Consignes. Reprenez mot pour mot le passage du compte rendu sur le volume « Dictionnaire et patrimoine » qui commence par « di | 5 Febbraio » et se termine par « 2023, pp. 404. ».

Giovanni DOTOLI, Salah MEJRI, Béchir OUERHANI, Jia ZHAO, Lichao ZHU (éds), Dictionnaire et patrimoine. Les discours du dictionnaire et les dictionnaires du discours

di | 5 Febbraio 2025

Giovanni DOTOLI, Salah MEJRI, Béchir OUERHANI, Jia ZHAO, Lichao ZHU (éds), Dictionnaire et patrimoine. Les discours du dictionnaire et les dictionnaires du discours, Les Cahiers du dictionnaire, n°15, Classiques Garnier, 2023, pp. 404.

Les contributions réunies dans ce volume sont articulées en trois sections. La première aborde les relations entre « Dictionnaire et patrimoine ». La contribution de G. Dotoli (« Classer la langue. De l’invention classificatoire au dictionnaire », pp. 13-31) revient sur les étapes principales de la naissance des dictionnaires. Il rappelle l’idée qui est à la base de la naissance du dictionnaire, à savoir la nécessité que l’homme ressent de classer les idées pour combattre l’ « horreur du vide » (p.13). La lexicographie naît en tant que « lexicographie pragmatique » (p.14) : confronté à la nécessité de communiquer avec des peuples différents, l’exigence de cataloguer la langue est primordiale à tel point que les premières inscriptions sur les tables sumériennes sont déjà en deux langues. Les glossaires augmentent chez les Grecs et les Romains et connaissent un véritable épanouissement au Moyen-Âge tant et si bien que Alain Rey introduit le néologisme glossographie pour cette période (p.21). Au fur et à mesure les recherches s’affinent et les premiers discours sur la langue apparaissent. Au siècle suivant, on assiste à la consécration de la langue française, soutenue et protégée par les dictionnaires. Ce long parcours a le mérite de souligner que le besoin de classer la langue sert non pas à fixer la langue mais à en montrer les mouvements, qui s’accordent à l’unisson aux transformations sociales.

Données fournies.
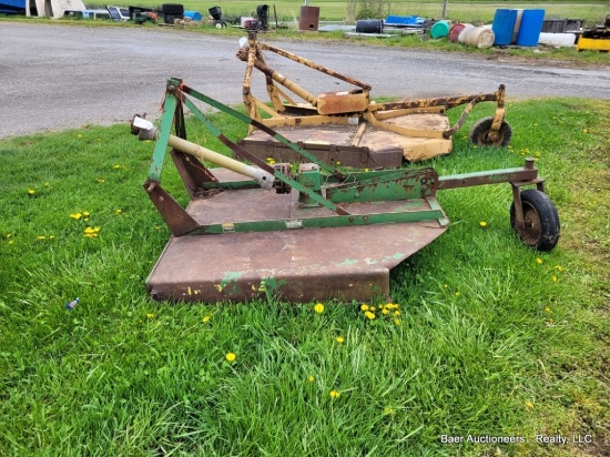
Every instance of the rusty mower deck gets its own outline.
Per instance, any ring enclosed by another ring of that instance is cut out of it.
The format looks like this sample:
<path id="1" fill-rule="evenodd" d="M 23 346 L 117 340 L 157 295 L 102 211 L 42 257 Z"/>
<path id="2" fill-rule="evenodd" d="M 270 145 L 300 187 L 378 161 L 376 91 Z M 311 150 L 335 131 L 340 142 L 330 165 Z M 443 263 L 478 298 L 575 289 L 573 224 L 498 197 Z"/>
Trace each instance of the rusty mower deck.
<path id="1" fill-rule="evenodd" d="M 226 138 L 194 101 L 255 126 L 306 163 L 267 164 Z M 242 161 L 187 141 L 185 109 Z M 510 183 L 511 223 L 526 243 L 548 251 L 559 237 L 533 160 L 443 177 L 430 167 L 345 172 L 176 79 L 167 81 L 160 128 L 134 116 L 132 133 L 155 140 L 144 189 L 172 232 L 148 281 L 155 299 L 387 299 L 389 271 L 447 227 L 439 190 Z M 186 209 L 161 185 L 167 148 L 191 195 Z M 530 185 L 537 189 L 520 191 Z"/>
<path id="2" fill-rule="evenodd" d="M 486 94 L 376 103 L 370 100 L 369 84 L 256 41 L 255 32 L 251 32 L 248 40 L 243 39 L 241 44 L 237 57 L 246 62 L 243 98 L 250 116 L 327 163 L 387 169 L 399 167 L 405 160 L 421 162 L 448 154 L 453 135 L 461 129 L 475 105 L 486 101 L 496 102 L 496 111 L 472 126 L 470 141 L 498 146 L 507 146 L 510 142 L 511 130 L 505 120 L 504 85 Z M 298 62 L 352 88 L 314 95 L 268 67 L 263 51 Z M 270 104 L 252 93 L 254 69 L 265 75 Z M 459 121 L 449 125 L 446 111 L 464 104 L 467 106 Z M 251 128 L 248 136 L 240 144 L 256 156 L 277 163 L 302 159 L 255 128 Z"/>

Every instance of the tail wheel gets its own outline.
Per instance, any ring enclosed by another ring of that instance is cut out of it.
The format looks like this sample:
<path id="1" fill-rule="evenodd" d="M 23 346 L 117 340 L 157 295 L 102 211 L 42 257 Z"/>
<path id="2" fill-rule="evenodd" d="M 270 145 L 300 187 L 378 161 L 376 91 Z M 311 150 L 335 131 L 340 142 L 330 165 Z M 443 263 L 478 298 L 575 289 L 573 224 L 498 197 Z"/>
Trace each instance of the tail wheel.
<path id="1" fill-rule="evenodd" d="M 498 131 L 498 136 L 496 140 L 491 140 L 489 138 L 489 131 L 491 130 L 492 123 L 494 116 L 479 119 L 470 129 L 468 141 L 472 144 L 480 144 L 482 146 L 508 146 L 510 139 L 512 138 L 512 129 L 510 128 L 510 124 L 502 121 L 500 130 Z"/>
<path id="2" fill-rule="evenodd" d="M 510 225 L 531 248 L 551 251 L 559 241 L 559 215 L 549 196 L 537 190 L 521 192 L 523 225 L 515 216 L 515 202 L 510 207 Z"/>

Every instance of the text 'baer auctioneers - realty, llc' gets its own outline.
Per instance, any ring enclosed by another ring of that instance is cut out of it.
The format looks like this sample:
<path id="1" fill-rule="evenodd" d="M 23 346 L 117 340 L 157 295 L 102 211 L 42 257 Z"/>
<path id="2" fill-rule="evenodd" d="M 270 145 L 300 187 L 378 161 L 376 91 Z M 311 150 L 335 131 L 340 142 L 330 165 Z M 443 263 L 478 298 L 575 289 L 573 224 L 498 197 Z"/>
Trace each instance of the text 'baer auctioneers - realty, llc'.
<path id="1" fill-rule="evenodd" d="M 541 445 L 567 445 L 570 444 L 589 444 L 593 443 L 591 435 L 535 435 L 527 439 L 525 436 L 495 436 L 495 435 L 468 435 L 468 436 L 451 436 L 440 435 L 440 443 L 448 445 L 458 445 L 465 443 L 472 444 L 517 444 L 532 440 Z"/>

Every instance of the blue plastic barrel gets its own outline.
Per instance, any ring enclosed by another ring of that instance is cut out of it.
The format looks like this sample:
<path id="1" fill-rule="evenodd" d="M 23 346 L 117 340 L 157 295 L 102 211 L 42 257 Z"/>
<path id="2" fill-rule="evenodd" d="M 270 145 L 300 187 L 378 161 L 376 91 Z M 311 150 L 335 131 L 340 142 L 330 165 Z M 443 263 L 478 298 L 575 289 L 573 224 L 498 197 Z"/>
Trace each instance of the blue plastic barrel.
<path id="1" fill-rule="evenodd" d="M 199 11 L 184 11 L 186 18 L 191 18 L 192 21 L 201 21 L 201 12 Z"/>
<path id="2" fill-rule="evenodd" d="M 517 45 L 538 45 L 543 22 L 545 10 L 523 10 L 521 27 L 517 34 Z"/>
<path id="3" fill-rule="evenodd" d="M 496 37 L 494 39 L 495 45 L 510 44 L 516 21 L 517 10 L 496 10 L 494 23 L 491 24 L 491 30 L 494 30 Z"/>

Résultat.
di | 5 Febbraio 2025

Giovanni DOTOLI, Salah MEJRI, Béchir OUERHANI, Jia ZHAO, Lichao ZHU (éds), Dictionnaire et patrimoine. Les discours du dictionnaire et les dictionnaires du discours, Les Cahiers du dictionnaire, n°15, Classiques Garnier, 2023, pp. 404.